▶ _課題一覧_:
1/ 抜粋文のうち「現代音楽というと難解なイメージがあるけれど」で始まる段落を、主な事実を残したまま箇条書きに書き直してください。
2/ 抜粋文のうち、「はじめ、友人から借りたCDを」を含む言葉で始まり「喜びを感じさせてくれる作品。」で終わる部分を、一字一句そのまま書き写してください。

▶ _抜粋文_:

このページは、2019年3月に保存されたアーカイブです。最新の内容ではない場合がありますのでご注意ください

旅の音楽

人生の旅で出会ったさまざまな音楽の中から、私のお気に入りを紹介します。

JULVERNE “Emballade...”


風の音楽〜キャンディーズの世界へ


MILES DAVIS/Kind of Blue (1959)
 
夏の夜、部屋を真っ暗にして、この作品を聴く。1曲目、ビル・エヴァンスのピアノとポール・チェンバースのベースによるイントロが始まった瞬間から暗闇がサーッと青く透き通り、部屋の空気がひんやりしてくるように感じる。とりわけ3曲目“Blue in Green”はピアノのイントロからトランペットやサックスのソロまで、すべての音に全く無駄がなく、これ以外の音の配列は考えられないというぐらい完璧に聞こえる。しかし、それも即興の産物であった。このレコーディングセッションを失敗テイクも含めて完全収録したブートレグ盤を聴くと、この曲のイントロもエヴァンスは毎回違うパターンで弾いている。各メンバーはその場でスケッチ程度の譜面を渡され、手探り状態で演奏しながら、数度の失敗・中断を経て、ようやく完奏できたテイクがアルバムに採用されているのだ。収録曲のすべてが、まさに神がかり的な名演。絶品。ジャズの奇跡がここにある。
 はじめ、友人から借りたCDをカセットに録音して聴いていたのだが、ある日突然、このアルバムはやはり自分で買わなくては、と思い、CDを買って帰ると、新聞の夕刊がマイルスの死を報じていた



福田進一/優しき玩具〜吉松隆ギター作品集  (1997)
 
現代音楽というと難解なイメージがあるけれど、「非音楽的で美しくない現代音楽の撲滅をめざしている」という作曲家・吉松隆の作品にはひたすら美しく抒情的なものが多い。これはそんな吉松作品をクラシック・ギタリストの福田進一が音にした小品集。曲によってはギター二重奏だったり、ハーモニカが加わったりする。作曲家本人が「このアルバムは大げさに言えば、私の中にあるルネサンスから現代そして民族音楽からポップスに至るまでの人類の音楽すべての記憶と、福田さんの持っている古典から現代に至る高度なギター演奏法のノウハウとアイデアがびっしり詰まった『タイムカプセル』であり『宝の小箱』なのである」(ライナーノートより)というように、ノスタルジックな曲、ロマンティックな曲、悲しく切ない曲などなど・・・次から次へと現われては消えていく。純粋に音楽を聴く喜びを感じさせてくれる作品。


ACOUSTIC ASTURIAS/Bird Eyes View (2004)

▶ _提供情報_:
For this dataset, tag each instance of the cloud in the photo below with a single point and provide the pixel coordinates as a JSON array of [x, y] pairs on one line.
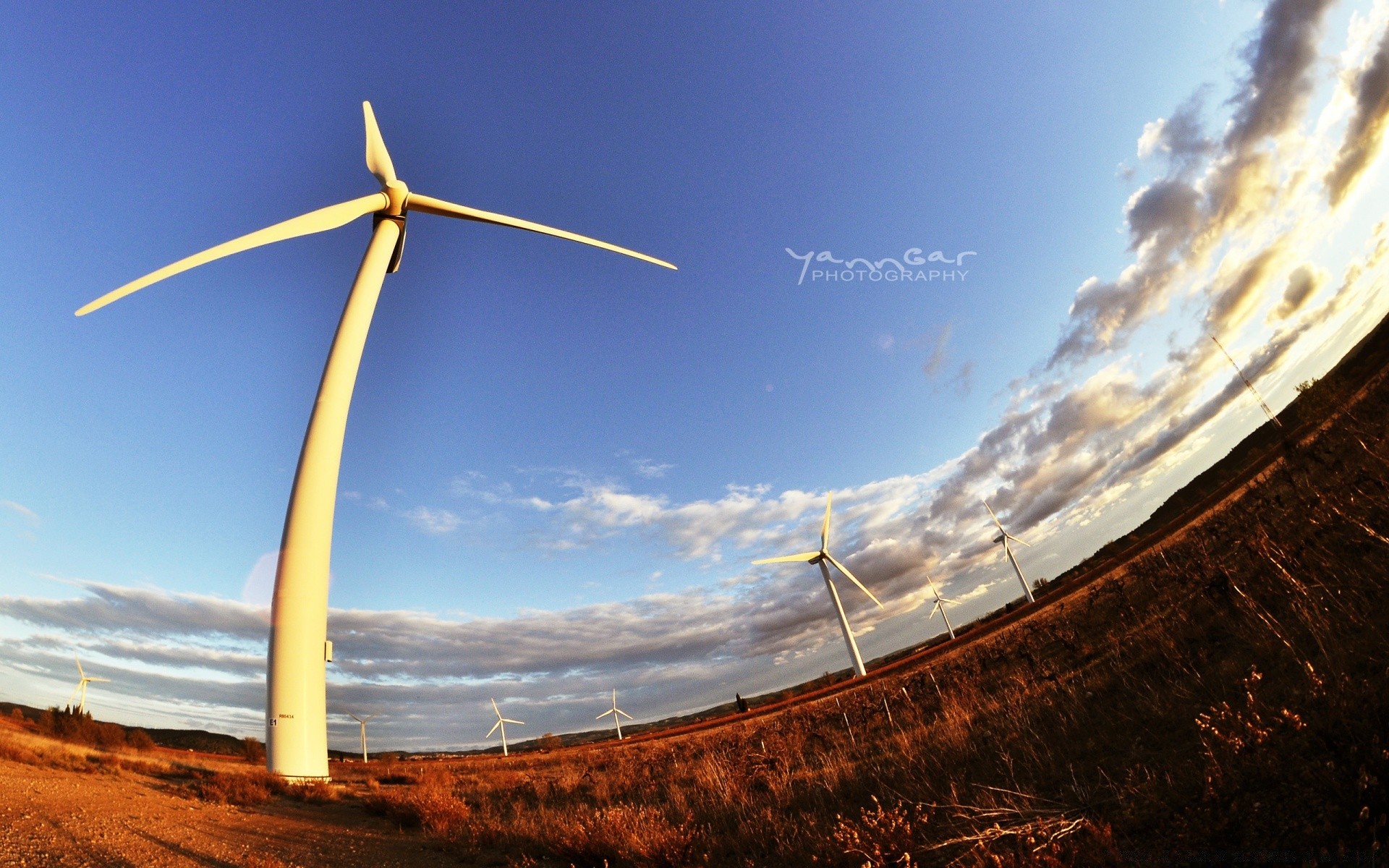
[[30, 516], [260, 581], [650, 469], [938, 352], [436, 522], [1303, 281], [1364, 131], [1076, 453], [1209, 191]]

▶ _課題別の解答_:
1/
- 作曲家の吉松隆は「非音楽的で美しくない現代音楽の撲滅をめざしている」といい、その作品には美しく抒情的なものが多い。
- このアルバムは、吉松の作品をクラシック・ギタリストの福田進一が演奏した小品集である。
- 曲によっては、ギター二重奏になったり、ハーモニカが加わったりする。
- 作曲家本人はライナーノートで、このアルバムを『タイムカプセル』であり『宝の小箱』だと述べている。その中には、吉松自身の中にある人類の音楽すべての記憶と、福田のギター演奏法のノウハウとアイデアが詰まっているという。
- ノスタルジックな曲、ロマンティックな曲、悲しく切ない曲などが、次々に現れては消えていく。
- 純粋に音楽を聴く喜びを感じさせてくれる作品である。

2/
はじめ、友人から借りたCDをカセットに録音して聴いていたのだが、ある日突然、このアルバムはやはり自分で買わなくては、と思い、CDを買って帰ると、新聞の夕刊がマイルスの死を報じていた



福田進一/優しき玩具〜吉松隆ギター作品集  (1997)
 
現代音楽というと難解なイメージがあるけれど、「非音楽的で美しくない現代音楽の撲滅をめざしている」という作曲家・吉松隆の作品にはひたすら美しく抒情的なものが多い。これはそんな吉松作品をクラシック・ギタリストの福田進一が音にした小品集。曲によってはギター二重奏だったり、ハーモニカが加わったりする。作曲家本人が「このアルバムは大げさに言えば、私の中にあるルネサンスから現代そして民族音楽からポップスに至るまでの人類の音楽すべての記憶と、福田さんの持っている古典から現代に至る高度なギター演奏法のノウハウとアイデアがびっしり詰まった『タイムカプセル』であり『宝の小箱』なのである」(ライナーノートより)というように、ノスタルジックな曲、ロマンティックな曲、悲しく切ない曲などなど・・・次から次へと現われては消えていく。純粋に音楽を聴く喜びを感じさせてくれる作品。